About this exercise>
Your task is to extract every line from the material below exactly.

━━━━━ Records to process ━━━━━

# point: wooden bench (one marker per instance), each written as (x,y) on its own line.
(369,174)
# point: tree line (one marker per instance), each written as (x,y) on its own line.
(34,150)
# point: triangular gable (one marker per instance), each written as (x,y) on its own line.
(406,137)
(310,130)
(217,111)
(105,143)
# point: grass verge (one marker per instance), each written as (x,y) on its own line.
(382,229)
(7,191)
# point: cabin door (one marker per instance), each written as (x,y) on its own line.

━━━━━

Result of the task>
# point: wooden bench (one marker per instance), each written as (x,y) on its own line.
(369,174)
# point: tree line (one marker per instance), each written as (x,y) on its own line.
(34,150)
# point: triangular gable (one marker per instance), each written as (x,y) on its own line.
(406,137)
(310,130)
(217,111)
(105,143)
# point: grass verge (one marker per instance), each written as (x,y) on its own line.
(382,229)
(7,191)
# point: cabin door (one marker per instance), each written as (x,y) on its own line.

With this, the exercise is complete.